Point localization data
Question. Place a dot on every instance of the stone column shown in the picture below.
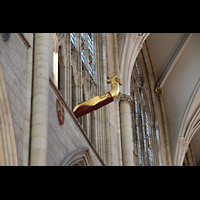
(40, 100)
(125, 119)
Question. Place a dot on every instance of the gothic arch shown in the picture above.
(79, 157)
(184, 141)
(129, 45)
(189, 126)
(8, 152)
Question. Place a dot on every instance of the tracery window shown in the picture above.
(90, 54)
(86, 50)
(141, 133)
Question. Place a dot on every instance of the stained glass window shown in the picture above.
(83, 47)
(90, 54)
(6, 36)
(141, 140)
(86, 53)
(73, 37)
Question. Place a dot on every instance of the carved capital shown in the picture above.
(125, 97)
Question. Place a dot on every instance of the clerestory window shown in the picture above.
(86, 42)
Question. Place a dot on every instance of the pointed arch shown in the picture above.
(8, 152)
(79, 157)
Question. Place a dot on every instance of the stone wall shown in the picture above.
(13, 60)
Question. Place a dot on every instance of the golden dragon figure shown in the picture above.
(99, 101)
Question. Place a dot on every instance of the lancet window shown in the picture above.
(86, 40)
(141, 127)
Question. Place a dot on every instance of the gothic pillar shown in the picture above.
(125, 120)
(40, 100)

- **Work item**
Return all records verbatim and drop the pictures.

- **Exercise output**
Question. Place a dot on every instance of the stone column shown in the picture below.
(40, 100)
(125, 119)
Question. Place a dot on every instance of the gothic arch shown in the picture above.
(79, 157)
(184, 141)
(129, 45)
(189, 126)
(8, 152)
Question. Place a dot on every instance of the tracery window shown in the picture above.
(90, 54)
(86, 50)
(141, 133)
Question. Place a dot on every instance of the stained glass window shown in the picture above.
(83, 47)
(90, 54)
(6, 36)
(141, 140)
(86, 53)
(73, 37)
Question. Place a dot on every instance of the carved capital shown in the picture above.
(125, 97)
Question. Place a dot on every instance of the clerestory window shown in the picture above.
(86, 42)
Question. Place a dot on every instance of the pointed arch shown in the picture above.
(8, 152)
(79, 157)
Question. Place a dot on every instance of the stone wall shown in the picture above.
(13, 60)
Question. Place a dot on every instance of the golden dragon figure shown in the picture above.
(99, 101)
Question. Place a dot on every instance of the lancet window shown in the picture above.
(86, 40)
(141, 127)
Question. Place a dot on every instance of the gothic pillar shown in the picture above.
(125, 120)
(40, 100)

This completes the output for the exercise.